_Text_
== Segment start ==
Many of Wells Fargo's financial advisers already have personal accounts, he said, and “they want to take it to the next level and start using it for business.”
That's not all. Professional networking company LinkedIn Corp., which agreed this month to be bought by Microsoft Corp. for $26.2 billion, has a business tool called Sales Navigator that Wells Fargo has been exploring under a pilot program, according to Mr. Diskin.
It's been most popular with younger advisers who are starting out and trying to build their books, he said, as it helps them target people they want to do business with and gain introductions through their existing networks.
“It's really changed the game in terms of cold calling,” said Mr. Diskin.
Wells Fargo sees social media as productive way of capturing the attention of existing and prospective clients who may not be opening each and every email they receive, according to Mr. Diskin, who said advisers active on social media are outperforming in picking up new clients and net new money.
“We do see a lift there,” he said.
Wells Fargo uses Socialware to capture and archive messages that advisers share over Twitter and LinkedIn, as well as to block any that may be inappropriate, according to Mr. Diskin. To set up a social media profile at Wells Fargo, financial advisers need approval from a local supervisor as well as the firm's compliance department. They then have access to a library with about 300 pieces of pre-approved material that's continually updated with about 50 new pieces of business and life event planning content each week, including topics such as retirement, education and estate planning, Mr. Diskin said.
== Segment end ==
_Information shown_
== Segment start ==
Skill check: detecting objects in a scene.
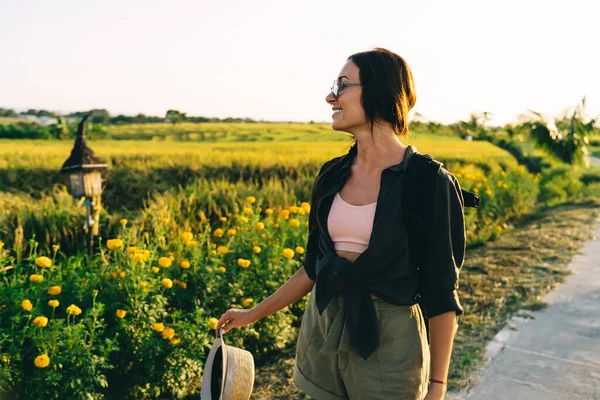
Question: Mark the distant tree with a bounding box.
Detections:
[165,110,187,125]
[519,97,598,166]
[88,108,110,124]
[0,108,17,118]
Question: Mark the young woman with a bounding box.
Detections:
[217,48,464,400]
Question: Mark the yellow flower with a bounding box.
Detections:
[217,246,229,255]
[281,247,294,259]
[214,228,225,237]
[279,209,290,219]
[106,239,123,250]
[21,300,33,311]
[33,354,50,368]
[48,286,62,296]
[67,304,81,315]
[152,322,165,332]
[238,258,250,268]
[242,298,254,307]
[127,246,138,254]
[33,316,48,328]
[132,250,150,264]
[158,257,173,268]
[35,256,52,268]
[162,328,175,340]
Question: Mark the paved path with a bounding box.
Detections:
[447,217,600,400]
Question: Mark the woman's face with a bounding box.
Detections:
== Segment end ==
_Task set_
a. Answer these questions from the Wells Fargo social media text:
(i) How much did Microsoft agree to pay for LinkedIn?
(ii) Which advisers has Sales Navigator been most popular with?
(iii) About how many pieces of pre-approved material are in the library that advisers can use?
b. Does each statement agree with the Wells Fargo social media text? Answer yes or no, and quote the words that decide it.
(i) Wells Fargo uses Socialware to archive messages that advisers share on Twitter and LinkedIn.
(ii) Advisers need approval only from the firm's compliance department to set up a social media profile.
(iii) About 50 new pieces of content are added to the library each month.
c. Please continue the text on Wells Fargo advisers and social media, picking up after its final sentence.

_Answers for the exercise_
a.
(i) $26.2 billion.
(ii) Younger advisers who are starting out and trying to build their books.
(iii) About 300.

b.
(i) Yes: "Wells Fargo uses Socialware to capture and archive messages that advisers share over Twitter and LinkedIn"
(ii) No: "financial advisers need approval from a local supervisor as well as the firm's compliance department"
(iii) No: "about 50 new pieces of business and life event planning content each week"

c.
They might share money tips with clients who've just gotten married, for example, or the top 10 golf courses in America.
“Advisers should be authentic and use their own voice,” he said. “We give them a crutch with the pre-approved library.”
Tweeting content outside of the library, and in their own voice, does require approval from a local supervisor, which typically takes about four hours, according to Emily Acquisto, a spokeswoman for the firm. Managers have up to 24 hours to approve social messaging under the firm's policy, she said.
Morgan Stanley's wealth-management unit has been using social media since 2012, according to spokeswoman Christine Jockle.
An internal study done last year at Morgan Stanley showed that 46% of its advisers who use social media used it to connect with their clients' children and grandchildren. And 57% reported bringing in new assets through their social media engagement.
Morgan Stanley has some restrictions in place for financial advisers who use Twitter and LinkedIn, and their profiles must be approved, according to Ms. Jockle. Certain features are off limits, such as making recommendations and endorsements, she said.
Compliance is an important aspect of in social media that firms need to manage.
Ms. Powell is cautious when sharing material, keeping an editorial content provider checklist and treading carefully in terms of marketing. “I know what it's like to go through an audit,” she said. “We've never promised any performance.”
It's important to keep track of what's being shared and to have the ability to export communication details into a file that may be easily reviewed by regulators, according to Ms. Powell, who's also the founder of SheCapital, an online investment platform for women.
“We behave like a big firm,” she said. “I basically have a running archive of everything we're doing.”
Ms. Powell programs six or seven tweets to be sent out each day based on what's happening in the news.
“We kind of know when the big news is coming,” she said, citing events tied to the Federal Reserve, or the “Brexit” vote on Thursday that will determine whether the United Kingdom will leave the European Union.
“We're keeping an eye on it,” she said, adding that she has a compliance mindset and doesn't require special approval to share thoughts beyond programmed tweets.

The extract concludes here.